EXERCISE A
Go through the listing below and keep only the lines that contain the string "laptop", matching case exactly.

DOCUMENT SEGMENT
From her busy studio in northeast Los Angeles, She Rides The Lion, artist Sonia Romero completed her latest public art project. Once the images were designed, they were sent out to be produced on 40 powder coated medallions, and then installed on light poles on First, Second, Third and San Pedro streets.
The images tie into Romero's distinct style -- a take on urban folk art that uses bold lines and colors to update the craft. In this series, culture iconography that speaks of the ties between Little Tokyo and Japan are also updated. Her signature visual language -- shaped from the craft of printmaking -- framed within the Little Tokyo's favored image: folding fans.
"To arrive at the imagery which both resonated with me as an artist and with the history and community of Little Tokyo, I decided to depict three traditional Japanese Folk Art dolls or sculptures," said Romero. "I chose the Kokeshi Doll, the Daruma Doll and the Maneki Neko because they pay tribute to Japanese culture, and are to be found on display and for sale in many of the Little Tokyo businesses."
Maneki Neko, the good luck cat, or lucky cat, peer from the window displays of Little Tokyo's businesses and restaurants. You can see how it managed to make it through an approval process that went through the Little Tokyo Business Improvement District and the Japanese Community Council.
The designs went through several revisions after being narrowed down, said Romero. She also faced another major challenge: using images that could be read 16 feet up in the air from streets that are heavy with both pedestrians and drivers, and having to weigh less than 20 pounds.
"They turned out really beautifully," said Romero. "It was not possible to exactly imagine what they would look like against the busy vibrant city of Little Tokyo, but seeing them laying against all the historical buildings, signs, and foliage is really interesting."
The project was commissioned by the Community Redevelopment Agency in 2010, and approved by both the Little Tokyo Community Council and the Little Tokyo Business Improvement District. The medallions are not unlike those designed by Valerie Mitchell for the Arts District -- also funded by CRA and elegantly provide a visual profile of its site specific location.
"Because parts of the medallions are cut out, you can see the city through them," said Romero of her Little Tokyo public art. "I seek to weave my imagery through an already existing place, as opposed to stamping my viewpoint on top of it."
That may be the only point to refute. Romero's viewpoint is shaped by a family influence of site specific work out of Highland Park and East Los Angeles, and leadership in developing folk and craft art as a visual reference about Los Angeles. This work is an intimate visual conversation between neighborhoods.
In the interview below, Romero talks about working with the Little Tokyo community and how her personal experiences with Japanese art influenced her creative process.
What made you interested in the project?
It's such a central location in Los Angeles, very near to where I grew up in Echo Park. And it was such an honor to be able to design something in Little Tokyo.
What were your experiences in Little Tokyo before working on the project?
I grew up going there, eating out.
How involved were you with the community in the creative process?
The community council in Little Tokyo itself has 60 members in it so, I had to get a lot of community approval before we settled on something. For instance, they gave me the fan shape to start with. I didn't come up with the fan -- the fan is something that they already use in a lot of their motifs of public art imagery. So, I started out with the fan shapes, and then I had to find a personal connection to Little Tokyo, or Japanese culture, so I would be involved as an artist. So I decided to focus on these folk art dolls, or toys, or souvenirs that you see in Little Tokyo a lot. They're really traditional, Japanese imagery.

RECORDS FOR THE EXERCISE
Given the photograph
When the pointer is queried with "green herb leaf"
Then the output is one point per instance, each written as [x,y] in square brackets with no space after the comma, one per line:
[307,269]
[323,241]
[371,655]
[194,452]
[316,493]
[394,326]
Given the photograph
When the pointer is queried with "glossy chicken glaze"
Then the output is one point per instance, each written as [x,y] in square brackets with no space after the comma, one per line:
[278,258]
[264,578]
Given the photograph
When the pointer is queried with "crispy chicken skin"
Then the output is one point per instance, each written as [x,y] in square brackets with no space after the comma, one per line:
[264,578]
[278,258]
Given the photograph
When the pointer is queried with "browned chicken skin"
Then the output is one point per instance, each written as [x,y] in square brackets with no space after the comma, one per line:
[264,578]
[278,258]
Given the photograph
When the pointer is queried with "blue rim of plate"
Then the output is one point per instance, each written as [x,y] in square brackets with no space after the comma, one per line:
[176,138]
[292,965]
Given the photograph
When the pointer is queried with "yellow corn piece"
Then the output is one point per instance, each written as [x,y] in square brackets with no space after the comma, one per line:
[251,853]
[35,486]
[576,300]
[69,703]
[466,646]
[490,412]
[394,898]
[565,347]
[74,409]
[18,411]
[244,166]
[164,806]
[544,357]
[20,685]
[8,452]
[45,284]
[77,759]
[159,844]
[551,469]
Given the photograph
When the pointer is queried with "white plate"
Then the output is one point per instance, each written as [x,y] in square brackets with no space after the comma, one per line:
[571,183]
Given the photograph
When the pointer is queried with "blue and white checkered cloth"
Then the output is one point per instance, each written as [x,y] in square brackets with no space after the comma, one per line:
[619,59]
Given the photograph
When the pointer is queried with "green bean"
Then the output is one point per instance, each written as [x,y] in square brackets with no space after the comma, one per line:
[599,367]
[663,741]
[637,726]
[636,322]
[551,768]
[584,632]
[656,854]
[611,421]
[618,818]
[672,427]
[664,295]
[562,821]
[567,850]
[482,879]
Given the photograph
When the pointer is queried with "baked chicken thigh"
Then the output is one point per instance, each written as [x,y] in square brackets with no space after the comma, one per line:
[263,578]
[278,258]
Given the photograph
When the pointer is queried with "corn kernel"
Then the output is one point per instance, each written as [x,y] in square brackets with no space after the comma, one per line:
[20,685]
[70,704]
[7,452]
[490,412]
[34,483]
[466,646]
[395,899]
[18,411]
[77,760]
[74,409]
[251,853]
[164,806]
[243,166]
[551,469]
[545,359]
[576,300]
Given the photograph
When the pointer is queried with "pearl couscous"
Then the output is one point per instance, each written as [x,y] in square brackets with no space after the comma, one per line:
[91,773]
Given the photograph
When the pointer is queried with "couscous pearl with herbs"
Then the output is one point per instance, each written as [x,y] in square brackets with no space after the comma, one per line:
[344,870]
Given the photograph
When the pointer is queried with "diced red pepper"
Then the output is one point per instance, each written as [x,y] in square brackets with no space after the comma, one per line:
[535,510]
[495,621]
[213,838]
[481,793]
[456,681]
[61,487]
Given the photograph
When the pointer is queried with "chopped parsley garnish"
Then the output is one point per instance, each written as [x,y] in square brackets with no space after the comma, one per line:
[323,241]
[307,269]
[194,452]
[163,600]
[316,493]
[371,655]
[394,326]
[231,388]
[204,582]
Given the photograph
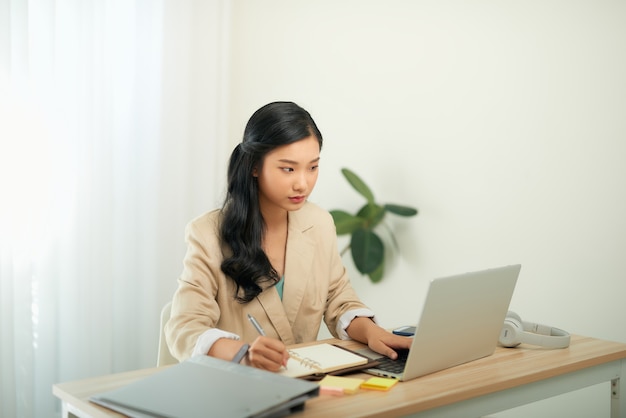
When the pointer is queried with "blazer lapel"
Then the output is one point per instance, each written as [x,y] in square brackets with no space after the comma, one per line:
[298,265]
[273,307]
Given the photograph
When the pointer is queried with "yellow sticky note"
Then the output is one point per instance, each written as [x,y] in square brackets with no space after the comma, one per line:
[379,383]
[348,384]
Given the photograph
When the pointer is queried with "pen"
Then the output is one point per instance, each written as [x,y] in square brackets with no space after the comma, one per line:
[256,325]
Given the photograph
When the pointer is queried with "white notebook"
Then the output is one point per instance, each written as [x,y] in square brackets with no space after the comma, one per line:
[320,358]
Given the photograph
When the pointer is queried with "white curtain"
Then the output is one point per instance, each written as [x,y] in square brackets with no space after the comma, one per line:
[111,138]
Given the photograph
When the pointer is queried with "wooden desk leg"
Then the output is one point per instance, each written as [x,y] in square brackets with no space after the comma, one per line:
[618,393]
[618,399]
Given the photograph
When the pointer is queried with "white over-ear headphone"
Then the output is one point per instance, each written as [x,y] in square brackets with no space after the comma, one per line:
[515,331]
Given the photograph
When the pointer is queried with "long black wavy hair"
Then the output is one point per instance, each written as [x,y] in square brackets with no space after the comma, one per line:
[242,227]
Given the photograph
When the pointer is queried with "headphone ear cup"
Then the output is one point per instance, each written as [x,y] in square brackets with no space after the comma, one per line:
[513,315]
[511,333]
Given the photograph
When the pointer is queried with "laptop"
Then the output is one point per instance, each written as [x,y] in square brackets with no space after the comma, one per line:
[460,322]
[206,386]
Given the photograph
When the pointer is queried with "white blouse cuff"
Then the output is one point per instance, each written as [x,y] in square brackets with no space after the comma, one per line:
[207,339]
[346,319]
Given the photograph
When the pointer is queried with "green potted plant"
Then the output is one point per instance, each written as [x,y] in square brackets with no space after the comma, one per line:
[367,248]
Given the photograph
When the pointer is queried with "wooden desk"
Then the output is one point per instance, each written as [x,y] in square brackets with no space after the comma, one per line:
[508,378]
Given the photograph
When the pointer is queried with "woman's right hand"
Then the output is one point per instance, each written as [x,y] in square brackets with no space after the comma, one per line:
[268,354]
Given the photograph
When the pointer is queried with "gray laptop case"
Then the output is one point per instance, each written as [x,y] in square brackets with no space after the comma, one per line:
[461,320]
[205,386]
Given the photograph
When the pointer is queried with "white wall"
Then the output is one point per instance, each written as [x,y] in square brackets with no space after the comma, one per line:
[504,122]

EXERCISE B
Transcribe the part of the Little Tokyo medallions article above from "What were your" to "traditional, Japanese imagery.".

RIGHT ANSWER A
When the pointer is queried with "laptop"
When the pointer is queried with "gray laptop case"

RIGHT ANSWER B
What were your experiences in Little Tokyo before working on the project?
I grew up going there, eating out.
How involved were you with the community in the creative process?
The community council in Little Tokyo itself has 60 members in it so, I had to get a lot of community approval before we settled on something. For instance, they gave me the fan shape to start with. I didn't come up with the fan -- the fan is something that they already use in a lot of their motifs of public art imagery. So, I started out with the fan shapes, and then I had to find a personal connection to Little Tokyo, or Japanese culture, so I would be involved as an artist. So I decided to focus on these folk art dolls, or toys, or souvenirs that you see in Little Tokyo a lot. They're really traditional, Japanese imagery.